Republican Gov. Asa Hutchinson of Arkansas raised ire from conservatives for vetoing legislation passed by the Arkansas state Legislature that would have banned “gender-affirming” medical treatment for transgender minors.
This includes treatment such as hormone therapy, puberty blockers, and surgery associated with gender identity.
The Legislature then overrode Hutchinson’s veto, making Arkansas the nation’s first state to ban these procedures.
Of particular interest is Hutchinson’s rationalization of his veto; he defined it as a conservative stance and used former President Ronald Reagan to justify his thinking.
Hutchinson argued during a TV interview that allowing government to prohibit these procedures pushes up against conservative principles of limiting the role of government.
“I go back to Ronald Reagan, to principles of our party, which believes in a limited role of government,” he said. “Are we as a party abandoning a limited role of government and saying we’re going to invoke the government decision-making over and above physicians, over and above health care, over and above parents—and saying, ‘You can’t do that. You cannot engage in it’?”

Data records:

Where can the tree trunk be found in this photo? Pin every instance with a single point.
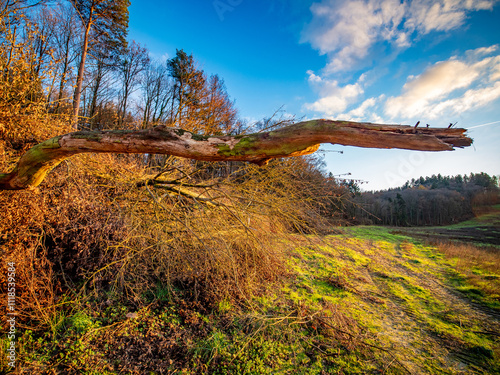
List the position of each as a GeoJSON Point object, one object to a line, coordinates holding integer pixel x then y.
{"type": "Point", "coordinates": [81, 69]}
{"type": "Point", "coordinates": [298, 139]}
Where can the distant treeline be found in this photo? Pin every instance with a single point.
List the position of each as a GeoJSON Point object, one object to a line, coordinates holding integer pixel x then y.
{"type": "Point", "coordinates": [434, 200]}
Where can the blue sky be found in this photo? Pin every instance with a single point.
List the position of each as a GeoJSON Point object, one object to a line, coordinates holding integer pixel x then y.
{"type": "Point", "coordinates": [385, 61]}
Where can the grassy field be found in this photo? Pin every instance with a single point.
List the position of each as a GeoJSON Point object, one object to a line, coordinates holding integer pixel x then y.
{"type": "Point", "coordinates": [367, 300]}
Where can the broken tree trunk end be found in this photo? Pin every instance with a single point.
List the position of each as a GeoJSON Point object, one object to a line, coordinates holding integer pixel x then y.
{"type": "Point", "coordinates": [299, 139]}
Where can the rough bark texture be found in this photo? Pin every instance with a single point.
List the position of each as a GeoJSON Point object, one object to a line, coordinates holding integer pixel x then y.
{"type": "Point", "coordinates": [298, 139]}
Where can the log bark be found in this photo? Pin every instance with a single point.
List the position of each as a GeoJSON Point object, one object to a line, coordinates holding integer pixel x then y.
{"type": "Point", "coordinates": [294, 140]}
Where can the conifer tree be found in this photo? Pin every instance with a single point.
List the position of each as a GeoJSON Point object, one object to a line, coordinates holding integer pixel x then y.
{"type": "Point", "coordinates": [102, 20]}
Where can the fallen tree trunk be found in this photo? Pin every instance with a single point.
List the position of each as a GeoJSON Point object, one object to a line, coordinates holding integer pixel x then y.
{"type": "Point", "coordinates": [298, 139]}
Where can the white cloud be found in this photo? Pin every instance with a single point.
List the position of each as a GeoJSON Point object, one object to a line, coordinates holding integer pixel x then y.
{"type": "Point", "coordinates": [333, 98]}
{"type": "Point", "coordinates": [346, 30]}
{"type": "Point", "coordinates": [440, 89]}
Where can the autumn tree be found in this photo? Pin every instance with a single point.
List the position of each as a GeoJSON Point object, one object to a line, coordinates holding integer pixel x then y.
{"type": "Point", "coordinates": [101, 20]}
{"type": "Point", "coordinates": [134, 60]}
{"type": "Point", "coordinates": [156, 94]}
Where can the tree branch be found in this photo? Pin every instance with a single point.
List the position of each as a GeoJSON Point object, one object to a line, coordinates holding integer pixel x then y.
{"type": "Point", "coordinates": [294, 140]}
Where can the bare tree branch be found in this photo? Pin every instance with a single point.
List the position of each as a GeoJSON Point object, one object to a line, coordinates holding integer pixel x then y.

...

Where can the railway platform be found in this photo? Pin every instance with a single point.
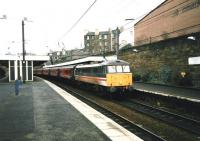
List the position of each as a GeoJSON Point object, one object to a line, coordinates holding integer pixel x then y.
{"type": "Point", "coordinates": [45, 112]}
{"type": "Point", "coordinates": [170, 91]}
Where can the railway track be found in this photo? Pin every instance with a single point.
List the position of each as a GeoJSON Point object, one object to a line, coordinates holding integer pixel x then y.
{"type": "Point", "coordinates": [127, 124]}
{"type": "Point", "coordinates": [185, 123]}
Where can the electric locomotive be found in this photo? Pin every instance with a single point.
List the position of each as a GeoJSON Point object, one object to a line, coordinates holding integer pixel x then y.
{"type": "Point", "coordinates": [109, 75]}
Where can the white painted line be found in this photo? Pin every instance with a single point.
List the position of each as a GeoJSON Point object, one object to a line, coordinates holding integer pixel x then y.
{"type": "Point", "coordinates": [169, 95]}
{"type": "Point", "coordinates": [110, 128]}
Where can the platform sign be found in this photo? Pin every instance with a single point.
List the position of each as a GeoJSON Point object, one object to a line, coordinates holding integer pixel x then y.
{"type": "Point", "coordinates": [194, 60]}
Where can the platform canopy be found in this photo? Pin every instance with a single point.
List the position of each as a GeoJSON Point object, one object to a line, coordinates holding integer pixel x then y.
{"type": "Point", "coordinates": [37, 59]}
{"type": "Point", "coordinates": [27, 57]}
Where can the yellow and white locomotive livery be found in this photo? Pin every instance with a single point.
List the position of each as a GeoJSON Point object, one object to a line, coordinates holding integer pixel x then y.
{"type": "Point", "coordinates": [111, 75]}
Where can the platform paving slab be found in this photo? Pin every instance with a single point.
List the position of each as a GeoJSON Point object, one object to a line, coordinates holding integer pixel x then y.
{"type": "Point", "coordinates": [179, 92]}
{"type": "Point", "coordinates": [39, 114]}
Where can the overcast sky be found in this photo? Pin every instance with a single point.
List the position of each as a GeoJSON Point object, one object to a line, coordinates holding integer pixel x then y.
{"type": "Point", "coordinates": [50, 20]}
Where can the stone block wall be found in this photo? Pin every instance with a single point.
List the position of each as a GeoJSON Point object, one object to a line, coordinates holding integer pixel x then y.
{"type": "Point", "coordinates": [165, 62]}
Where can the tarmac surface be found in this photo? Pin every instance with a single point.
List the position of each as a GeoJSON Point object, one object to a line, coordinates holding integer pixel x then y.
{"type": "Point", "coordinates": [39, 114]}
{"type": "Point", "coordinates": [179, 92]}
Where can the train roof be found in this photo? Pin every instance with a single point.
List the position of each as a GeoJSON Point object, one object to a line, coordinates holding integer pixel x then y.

### Complete the following
**a)** From the text about the Hutchinson veto, output the passage from "Republican Gov. Asa" up to and including "ban these procedures.".
**b)** Answer these questions using the text about the Hutchinson veto:
(i) Which state became the first in the nation to ban these procedures?
(ii) Which former president did Hutchinson point to when explaining his veto?
(iii) What three kinds of treatment does the text list?
The listing comes from a separate source unrelated to the text about the Hutchinson veto.

### Task-by-task solutions
**a)**
Republican Gov. Asa Hutchinson of Arkansas raised ire from conservatives for vetoing legislation passed by the Arkansas state Legislature that would have banned “gender-affirming” medical treatment for transgender minors.
This includes treatment such as hormone therapy, puberty blockers, and surgery associated with gender identity.
The Legislature then overrode Hutchinson’s veto, making Arkansas the nation’s first state to ban these procedures.

**b)**
(i) Arkansas
(ii) Ronald Reagan
(iii) Hormone therapy, puberty blockers, and surgery associated with gender identity